Work to be completed: Give every line of the records below as a numbered list, omitting any blank lines.

Material provided:
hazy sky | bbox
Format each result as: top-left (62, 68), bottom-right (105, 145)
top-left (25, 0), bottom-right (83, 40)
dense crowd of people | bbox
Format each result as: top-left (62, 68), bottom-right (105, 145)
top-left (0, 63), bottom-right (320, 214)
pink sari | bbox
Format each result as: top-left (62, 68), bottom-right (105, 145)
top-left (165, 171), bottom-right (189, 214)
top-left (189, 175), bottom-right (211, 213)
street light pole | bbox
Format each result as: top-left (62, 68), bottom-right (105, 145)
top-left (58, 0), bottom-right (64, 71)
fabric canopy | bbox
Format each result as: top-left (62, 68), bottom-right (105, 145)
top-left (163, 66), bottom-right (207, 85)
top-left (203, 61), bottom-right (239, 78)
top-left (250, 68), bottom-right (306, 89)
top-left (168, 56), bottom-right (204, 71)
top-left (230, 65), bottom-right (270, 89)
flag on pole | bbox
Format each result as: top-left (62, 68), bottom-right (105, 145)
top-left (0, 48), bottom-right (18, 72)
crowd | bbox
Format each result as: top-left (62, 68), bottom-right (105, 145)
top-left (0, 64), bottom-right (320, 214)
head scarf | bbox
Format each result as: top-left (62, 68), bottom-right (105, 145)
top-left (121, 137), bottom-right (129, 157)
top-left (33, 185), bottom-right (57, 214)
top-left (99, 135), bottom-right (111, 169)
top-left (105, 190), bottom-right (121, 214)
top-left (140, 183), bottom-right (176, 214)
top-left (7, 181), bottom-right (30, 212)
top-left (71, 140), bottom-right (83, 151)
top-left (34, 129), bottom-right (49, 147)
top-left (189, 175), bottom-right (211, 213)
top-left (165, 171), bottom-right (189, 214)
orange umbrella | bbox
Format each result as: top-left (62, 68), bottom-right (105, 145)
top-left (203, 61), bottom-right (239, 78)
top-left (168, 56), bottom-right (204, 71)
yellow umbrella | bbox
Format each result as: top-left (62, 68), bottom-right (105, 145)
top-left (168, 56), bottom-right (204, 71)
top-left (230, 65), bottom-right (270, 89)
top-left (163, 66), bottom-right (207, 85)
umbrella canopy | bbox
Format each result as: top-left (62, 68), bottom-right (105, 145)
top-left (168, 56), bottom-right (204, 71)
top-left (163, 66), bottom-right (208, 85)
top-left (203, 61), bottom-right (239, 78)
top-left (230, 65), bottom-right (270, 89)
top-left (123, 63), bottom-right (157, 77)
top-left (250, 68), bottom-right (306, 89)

Answer to the exercise:
1. hazy sky | bbox
2. Format each result as: top-left (62, 68), bottom-right (105, 145)
3. top-left (25, 0), bottom-right (83, 40)
4. dense crowd of people | bbox
5. Format each result as: top-left (62, 68), bottom-right (105, 145)
6. top-left (0, 63), bottom-right (320, 214)
7. pink sari | bbox
8. Format each result as: top-left (62, 68), bottom-right (105, 145)
9. top-left (165, 171), bottom-right (189, 214)
10. top-left (189, 175), bottom-right (211, 213)
11. street light pole | bbox
12. Format each result as: top-left (62, 68), bottom-right (105, 145)
13. top-left (58, 0), bottom-right (64, 71)
14. fabric canopy | bbox
15. Format each result as: top-left (62, 68), bottom-right (105, 145)
16. top-left (163, 66), bottom-right (207, 85)
17. top-left (203, 61), bottom-right (239, 78)
18. top-left (250, 68), bottom-right (306, 89)
19. top-left (168, 56), bottom-right (204, 71)
20. top-left (230, 65), bottom-right (270, 89)
21. flag on pole | bbox
22. Format each result as: top-left (62, 68), bottom-right (105, 145)
23. top-left (0, 48), bottom-right (18, 72)
24. crowd | bbox
25. Format each result as: top-left (62, 68), bottom-right (105, 145)
26. top-left (0, 64), bottom-right (320, 214)
27. head scarf | bbox
28. Format each result as: top-left (62, 68), bottom-right (105, 145)
29. top-left (121, 137), bottom-right (129, 157)
30. top-left (33, 185), bottom-right (57, 214)
31. top-left (99, 135), bottom-right (111, 169)
32. top-left (105, 190), bottom-right (121, 214)
33. top-left (140, 183), bottom-right (176, 214)
34. top-left (7, 181), bottom-right (30, 212)
35. top-left (71, 140), bottom-right (83, 151)
36. top-left (34, 129), bottom-right (49, 147)
37. top-left (189, 175), bottom-right (211, 213)
38. top-left (165, 171), bottom-right (189, 214)
39. orange umbrella | bbox
40. Format each result as: top-left (62, 68), bottom-right (105, 145)
41. top-left (203, 61), bottom-right (239, 78)
42. top-left (168, 56), bottom-right (204, 71)
43. yellow umbrella | bbox
44. Format each result as: top-left (62, 68), bottom-right (105, 145)
45. top-left (168, 56), bottom-right (204, 71)
46. top-left (230, 65), bottom-right (270, 89)
47. top-left (163, 66), bottom-right (207, 85)
48. umbrella canopy | bbox
49. Format each result as: top-left (62, 68), bottom-right (105, 145)
50. top-left (168, 56), bottom-right (204, 71)
51. top-left (163, 66), bottom-right (208, 85)
52. top-left (203, 61), bottom-right (239, 78)
53. top-left (230, 65), bottom-right (270, 89)
54. top-left (123, 63), bottom-right (157, 77)
55. top-left (250, 68), bottom-right (306, 89)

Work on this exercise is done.